[DOCUMENT SECTION — start]

For F5, Locoh-Donou says that his team has been on a journey that sees them infuse AI into its platform to provide AI for application delivery controller technologies. This is all about making it way easier (through natural language interfaces) for customers to deliver the apps that they need to securely. The company this year acquired Fletch.ai to help administrators get over the problem of “alarm fatigue” when there are just so many alerts and point administrators to the ones they need to be aware of, which are the ones where the F5 platform can automatically triage..

Locoh-Donou also notes that as businesses adopt AI and hybrid cloud technologies, sensitive data often moves across encrypted traffic and unapproved AI tools, creating security blind spots. Traditional security methods struggle to detect or prevent data leaks from these complex environments. He says that F5 answers this challenge with tools that allow organizations to achieve key compliance and security outcomes such as the ability to detect, classify and stop data leaks in encrypted and AI-driven traffic in real-time. It also tackles risks from unauthorized AI use (also known as shadow AI) and sensitive data exposure. It operates with controls to apply consistent policies across applications, APIs and AI services to maintain security and compliance.

[DOCUMENT SECTION — finish]
[DATASET RECORDS — start]

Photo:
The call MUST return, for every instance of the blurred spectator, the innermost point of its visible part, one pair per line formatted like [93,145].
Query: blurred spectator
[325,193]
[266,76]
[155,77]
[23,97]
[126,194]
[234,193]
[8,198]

[DATASET RECORDS — finish]

REQUIRED ACTION A
From the passage on F5, list every target across which its controls apply consistent policies.
REQUIRED ACTION B
Answer these questions from the passage on F5:
(i) Which company did F5 acquire this year?
(ii) Through what kind of interfaces does F5 aim to make app delivery easier for customers?
(iii) What other name does the passage give for unauthorized AI use?

TASK RESPONSE A
- Applications
- APIs
- AI services

TASK RESPONSE B
(i) Fletch.ai
(ii) Natural language interfaces
(iii) Shadow AI